• Required work: Can you write out the data below word for word, starting at its first line and stopping after the line that contains "pixel 190 169", with the pictures left out?

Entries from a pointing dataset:
::::::::

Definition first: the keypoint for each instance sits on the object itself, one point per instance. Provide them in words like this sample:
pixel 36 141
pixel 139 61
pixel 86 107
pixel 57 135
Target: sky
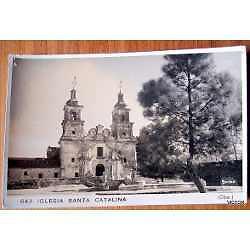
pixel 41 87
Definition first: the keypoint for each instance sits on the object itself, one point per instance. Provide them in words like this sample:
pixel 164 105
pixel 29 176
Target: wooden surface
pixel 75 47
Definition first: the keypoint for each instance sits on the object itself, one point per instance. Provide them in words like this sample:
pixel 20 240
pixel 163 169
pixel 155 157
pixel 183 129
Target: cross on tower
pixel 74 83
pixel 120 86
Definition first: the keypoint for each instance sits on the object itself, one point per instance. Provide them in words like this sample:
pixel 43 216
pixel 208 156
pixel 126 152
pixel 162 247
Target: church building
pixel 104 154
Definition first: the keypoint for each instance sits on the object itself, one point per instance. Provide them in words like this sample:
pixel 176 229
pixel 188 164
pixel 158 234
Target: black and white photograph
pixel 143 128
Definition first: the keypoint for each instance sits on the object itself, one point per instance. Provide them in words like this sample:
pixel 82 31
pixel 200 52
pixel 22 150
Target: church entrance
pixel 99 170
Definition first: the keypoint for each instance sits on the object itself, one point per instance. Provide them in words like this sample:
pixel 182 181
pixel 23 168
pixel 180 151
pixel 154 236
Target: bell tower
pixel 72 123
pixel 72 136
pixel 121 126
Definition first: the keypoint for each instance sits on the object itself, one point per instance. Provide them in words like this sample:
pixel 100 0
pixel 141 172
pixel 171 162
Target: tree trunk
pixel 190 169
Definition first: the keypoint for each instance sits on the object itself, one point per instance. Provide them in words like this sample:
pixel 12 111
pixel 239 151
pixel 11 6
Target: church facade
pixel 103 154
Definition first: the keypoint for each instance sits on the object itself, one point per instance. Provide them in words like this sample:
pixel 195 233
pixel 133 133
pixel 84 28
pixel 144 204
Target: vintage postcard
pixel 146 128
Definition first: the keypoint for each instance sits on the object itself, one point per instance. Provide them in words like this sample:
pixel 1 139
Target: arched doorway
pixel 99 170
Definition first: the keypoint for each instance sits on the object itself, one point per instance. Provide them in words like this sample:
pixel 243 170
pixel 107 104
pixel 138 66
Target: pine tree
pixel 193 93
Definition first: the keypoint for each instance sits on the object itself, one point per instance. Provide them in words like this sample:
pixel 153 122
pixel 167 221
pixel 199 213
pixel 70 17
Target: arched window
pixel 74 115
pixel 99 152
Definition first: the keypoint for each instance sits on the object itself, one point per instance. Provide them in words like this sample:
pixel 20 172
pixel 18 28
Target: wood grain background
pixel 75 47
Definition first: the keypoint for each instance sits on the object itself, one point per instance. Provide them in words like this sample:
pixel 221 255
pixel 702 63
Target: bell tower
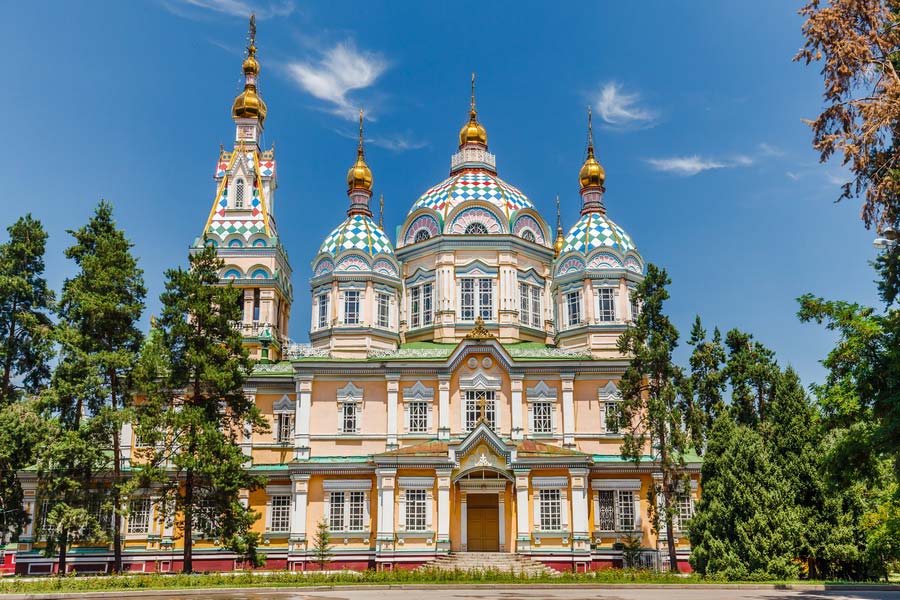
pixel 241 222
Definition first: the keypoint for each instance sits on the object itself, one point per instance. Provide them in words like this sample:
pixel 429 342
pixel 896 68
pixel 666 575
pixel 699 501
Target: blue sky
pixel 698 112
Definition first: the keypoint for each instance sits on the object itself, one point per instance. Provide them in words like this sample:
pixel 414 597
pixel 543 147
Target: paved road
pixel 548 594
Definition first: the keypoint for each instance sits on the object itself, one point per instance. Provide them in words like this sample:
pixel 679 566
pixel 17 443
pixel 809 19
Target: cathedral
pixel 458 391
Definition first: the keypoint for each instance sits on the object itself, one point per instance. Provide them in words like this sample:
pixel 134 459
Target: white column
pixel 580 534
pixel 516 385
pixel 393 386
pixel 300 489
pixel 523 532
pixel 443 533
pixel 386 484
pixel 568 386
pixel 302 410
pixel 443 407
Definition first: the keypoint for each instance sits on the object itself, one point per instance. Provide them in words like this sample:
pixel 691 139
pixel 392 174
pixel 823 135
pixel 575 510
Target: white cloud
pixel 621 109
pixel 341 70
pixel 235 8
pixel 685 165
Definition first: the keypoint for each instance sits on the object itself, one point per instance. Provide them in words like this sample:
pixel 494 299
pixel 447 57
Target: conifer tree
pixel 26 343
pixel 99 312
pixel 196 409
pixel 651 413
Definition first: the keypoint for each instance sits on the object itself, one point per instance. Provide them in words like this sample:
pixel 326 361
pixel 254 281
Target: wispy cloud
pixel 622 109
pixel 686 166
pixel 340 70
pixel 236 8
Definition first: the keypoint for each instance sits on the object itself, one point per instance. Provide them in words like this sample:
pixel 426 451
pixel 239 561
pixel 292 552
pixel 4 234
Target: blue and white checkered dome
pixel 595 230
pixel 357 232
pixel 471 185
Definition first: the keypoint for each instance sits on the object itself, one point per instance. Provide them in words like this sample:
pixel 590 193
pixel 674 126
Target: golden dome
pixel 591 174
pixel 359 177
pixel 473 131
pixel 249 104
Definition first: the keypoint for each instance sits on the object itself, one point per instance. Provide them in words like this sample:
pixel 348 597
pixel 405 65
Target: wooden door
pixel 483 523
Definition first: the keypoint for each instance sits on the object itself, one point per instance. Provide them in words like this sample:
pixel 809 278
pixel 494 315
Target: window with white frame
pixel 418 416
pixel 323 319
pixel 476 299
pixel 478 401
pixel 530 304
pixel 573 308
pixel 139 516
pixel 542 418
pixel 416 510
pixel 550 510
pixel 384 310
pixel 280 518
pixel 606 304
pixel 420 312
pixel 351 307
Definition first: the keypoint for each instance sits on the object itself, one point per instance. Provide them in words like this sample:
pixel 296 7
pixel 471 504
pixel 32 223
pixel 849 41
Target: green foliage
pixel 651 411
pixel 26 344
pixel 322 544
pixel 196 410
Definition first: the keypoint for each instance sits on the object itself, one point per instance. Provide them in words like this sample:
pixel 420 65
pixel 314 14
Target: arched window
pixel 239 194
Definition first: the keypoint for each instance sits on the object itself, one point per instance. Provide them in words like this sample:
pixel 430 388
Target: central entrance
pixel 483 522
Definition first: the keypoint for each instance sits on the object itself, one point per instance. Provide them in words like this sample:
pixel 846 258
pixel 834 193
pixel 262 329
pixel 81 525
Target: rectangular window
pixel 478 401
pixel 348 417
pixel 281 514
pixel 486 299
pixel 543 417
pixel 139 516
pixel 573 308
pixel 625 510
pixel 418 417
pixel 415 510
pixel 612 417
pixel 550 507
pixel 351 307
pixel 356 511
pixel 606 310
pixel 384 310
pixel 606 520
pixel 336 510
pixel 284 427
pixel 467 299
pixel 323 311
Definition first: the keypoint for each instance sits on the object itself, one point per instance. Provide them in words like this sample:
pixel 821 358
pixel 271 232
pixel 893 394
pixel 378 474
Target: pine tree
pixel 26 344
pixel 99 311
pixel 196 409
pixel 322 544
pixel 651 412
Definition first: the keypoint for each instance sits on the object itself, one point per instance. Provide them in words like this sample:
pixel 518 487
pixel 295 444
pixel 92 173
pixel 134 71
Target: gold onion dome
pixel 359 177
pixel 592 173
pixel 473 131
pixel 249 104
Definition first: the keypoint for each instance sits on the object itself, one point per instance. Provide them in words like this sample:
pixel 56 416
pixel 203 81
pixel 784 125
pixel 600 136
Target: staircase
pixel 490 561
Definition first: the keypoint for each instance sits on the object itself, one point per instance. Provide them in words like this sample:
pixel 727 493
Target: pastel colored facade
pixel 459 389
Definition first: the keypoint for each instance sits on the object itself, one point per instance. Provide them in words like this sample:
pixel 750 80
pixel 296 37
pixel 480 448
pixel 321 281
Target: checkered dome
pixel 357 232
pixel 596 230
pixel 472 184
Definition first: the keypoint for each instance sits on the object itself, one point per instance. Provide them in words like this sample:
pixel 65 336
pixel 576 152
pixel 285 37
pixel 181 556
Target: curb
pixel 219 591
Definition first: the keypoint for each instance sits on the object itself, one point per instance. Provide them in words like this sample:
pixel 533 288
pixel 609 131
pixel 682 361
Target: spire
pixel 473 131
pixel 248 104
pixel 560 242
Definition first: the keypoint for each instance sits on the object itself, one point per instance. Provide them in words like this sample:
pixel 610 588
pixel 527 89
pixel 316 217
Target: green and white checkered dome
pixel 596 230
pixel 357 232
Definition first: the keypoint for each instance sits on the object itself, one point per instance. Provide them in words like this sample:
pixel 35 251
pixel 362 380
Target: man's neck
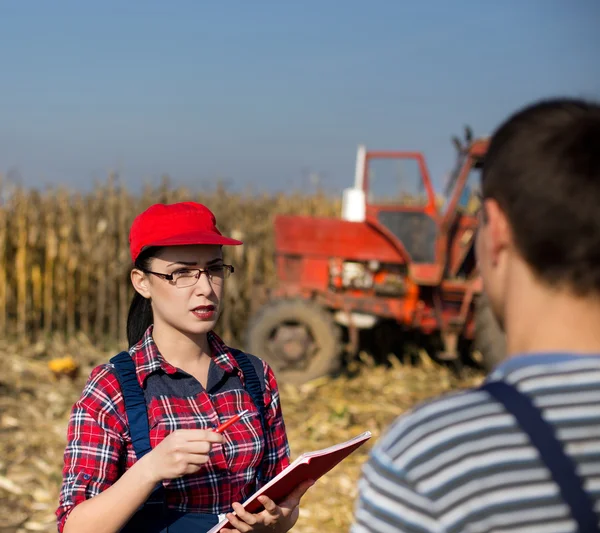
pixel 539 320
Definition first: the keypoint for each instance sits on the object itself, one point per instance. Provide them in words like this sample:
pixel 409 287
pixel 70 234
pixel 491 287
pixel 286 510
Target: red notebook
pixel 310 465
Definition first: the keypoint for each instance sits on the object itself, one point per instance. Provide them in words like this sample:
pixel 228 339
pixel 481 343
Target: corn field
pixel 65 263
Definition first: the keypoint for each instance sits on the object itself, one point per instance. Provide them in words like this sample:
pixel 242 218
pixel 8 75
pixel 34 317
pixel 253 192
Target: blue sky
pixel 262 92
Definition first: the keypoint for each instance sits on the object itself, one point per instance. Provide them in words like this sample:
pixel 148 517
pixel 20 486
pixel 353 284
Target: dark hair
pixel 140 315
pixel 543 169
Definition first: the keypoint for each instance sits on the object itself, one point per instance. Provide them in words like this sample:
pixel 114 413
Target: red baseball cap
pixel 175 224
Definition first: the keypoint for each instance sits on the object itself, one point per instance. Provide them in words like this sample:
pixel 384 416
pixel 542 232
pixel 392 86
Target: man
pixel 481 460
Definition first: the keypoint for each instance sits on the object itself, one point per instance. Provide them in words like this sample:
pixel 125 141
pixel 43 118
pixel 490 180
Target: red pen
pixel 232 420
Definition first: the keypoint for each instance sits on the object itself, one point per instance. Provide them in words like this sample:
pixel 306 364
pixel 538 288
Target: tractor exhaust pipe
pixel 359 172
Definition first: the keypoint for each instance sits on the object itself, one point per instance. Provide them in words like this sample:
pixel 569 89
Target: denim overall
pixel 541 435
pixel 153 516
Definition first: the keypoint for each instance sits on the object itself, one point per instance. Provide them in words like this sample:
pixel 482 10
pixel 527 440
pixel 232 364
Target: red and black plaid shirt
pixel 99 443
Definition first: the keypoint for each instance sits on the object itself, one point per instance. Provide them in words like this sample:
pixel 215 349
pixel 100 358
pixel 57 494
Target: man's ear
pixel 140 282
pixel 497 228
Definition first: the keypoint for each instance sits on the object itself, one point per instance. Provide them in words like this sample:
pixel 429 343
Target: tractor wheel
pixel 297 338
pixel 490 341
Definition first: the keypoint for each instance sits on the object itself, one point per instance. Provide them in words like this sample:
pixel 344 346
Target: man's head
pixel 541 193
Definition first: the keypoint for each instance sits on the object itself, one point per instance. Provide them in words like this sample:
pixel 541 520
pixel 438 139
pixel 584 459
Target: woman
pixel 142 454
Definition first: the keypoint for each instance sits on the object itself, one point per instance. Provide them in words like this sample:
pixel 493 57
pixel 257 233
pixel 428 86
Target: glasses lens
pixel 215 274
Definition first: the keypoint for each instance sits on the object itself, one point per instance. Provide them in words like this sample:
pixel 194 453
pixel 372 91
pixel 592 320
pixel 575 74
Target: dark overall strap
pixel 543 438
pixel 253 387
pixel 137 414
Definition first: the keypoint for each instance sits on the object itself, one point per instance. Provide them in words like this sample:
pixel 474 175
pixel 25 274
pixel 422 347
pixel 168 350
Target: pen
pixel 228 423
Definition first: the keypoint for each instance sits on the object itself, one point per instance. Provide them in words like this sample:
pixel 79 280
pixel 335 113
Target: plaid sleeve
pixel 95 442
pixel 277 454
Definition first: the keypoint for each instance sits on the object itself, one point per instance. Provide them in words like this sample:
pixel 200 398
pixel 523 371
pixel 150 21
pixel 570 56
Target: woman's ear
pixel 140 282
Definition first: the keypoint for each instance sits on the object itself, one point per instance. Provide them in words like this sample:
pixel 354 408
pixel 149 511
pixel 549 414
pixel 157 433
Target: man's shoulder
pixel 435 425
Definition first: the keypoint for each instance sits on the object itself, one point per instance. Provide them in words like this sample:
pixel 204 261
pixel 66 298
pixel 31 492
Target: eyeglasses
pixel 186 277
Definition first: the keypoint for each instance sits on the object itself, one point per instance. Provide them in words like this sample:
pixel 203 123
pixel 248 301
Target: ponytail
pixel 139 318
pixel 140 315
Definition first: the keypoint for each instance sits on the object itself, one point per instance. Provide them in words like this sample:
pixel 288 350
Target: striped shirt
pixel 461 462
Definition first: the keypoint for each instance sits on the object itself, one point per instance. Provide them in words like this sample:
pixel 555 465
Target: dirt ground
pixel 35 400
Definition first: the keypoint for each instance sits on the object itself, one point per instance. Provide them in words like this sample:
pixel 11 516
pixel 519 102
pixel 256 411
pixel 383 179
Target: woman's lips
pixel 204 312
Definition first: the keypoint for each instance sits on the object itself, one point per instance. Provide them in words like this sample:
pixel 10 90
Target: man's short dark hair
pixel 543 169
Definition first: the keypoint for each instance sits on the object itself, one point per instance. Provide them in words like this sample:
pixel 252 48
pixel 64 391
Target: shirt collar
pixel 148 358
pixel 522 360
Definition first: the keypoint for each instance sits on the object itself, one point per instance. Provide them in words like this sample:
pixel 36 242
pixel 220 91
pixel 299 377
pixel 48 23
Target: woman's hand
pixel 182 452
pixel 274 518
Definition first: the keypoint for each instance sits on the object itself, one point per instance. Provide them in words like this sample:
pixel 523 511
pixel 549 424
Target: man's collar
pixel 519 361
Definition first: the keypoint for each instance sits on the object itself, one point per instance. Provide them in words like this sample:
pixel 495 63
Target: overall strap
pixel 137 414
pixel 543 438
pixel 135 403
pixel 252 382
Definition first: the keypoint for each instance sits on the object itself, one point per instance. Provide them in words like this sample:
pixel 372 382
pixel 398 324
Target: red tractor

::::::::

• Answer:
Definition first: the keypoint for each instance sits on the object itself, one point per instance. Provide them in words like this sample:
pixel 36 141
pixel 139 61
pixel 86 107
pixel 57 135
Target: sky
pixel 41 87
Definition first: the keypoint for each instance sits on the object itself, one point per instance. Provide them in words like this sample:
pixel 164 105
pixel 29 176
Target: wooden surface
pixel 75 47
Definition first: the keypoint for each instance sits on the object itself, one point per instance. Provide them in words like this sample:
pixel 20 240
pixel 163 169
pixel 155 157
pixel 183 129
Target: cross on tower
pixel 74 83
pixel 120 86
Definition first: the keypoint for each instance sits on the object itself, one point per instance. Provide them in words like this sample:
pixel 43 216
pixel 208 156
pixel 126 152
pixel 162 247
Target: church building
pixel 104 154
Definition first: the keypoint for each instance sits on the object itself, one point per instance. Provide them in words like this sample:
pixel 176 229
pixel 188 164
pixel 158 234
Target: black and white photograph
pixel 143 128
Definition first: the keypoint for each instance sits on the object itself, one point per instance. Provide them in words like this sample:
pixel 82 31
pixel 200 52
pixel 22 150
Target: church entrance
pixel 99 170
Definition first: the keypoint for each instance sits on the object itself, one point per instance. Provide them in words like this sample:
pixel 182 181
pixel 23 168
pixel 180 151
pixel 154 236
Target: bell tower
pixel 72 123
pixel 72 136
pixel 121 126
Definition first: the keypoint for each instance sits on the object itself, one point per instance. Provide them in words like this sample:
pixel 100 0
pixel 141 172
pixel 171 162
Target: tree trunk
pixel 190 169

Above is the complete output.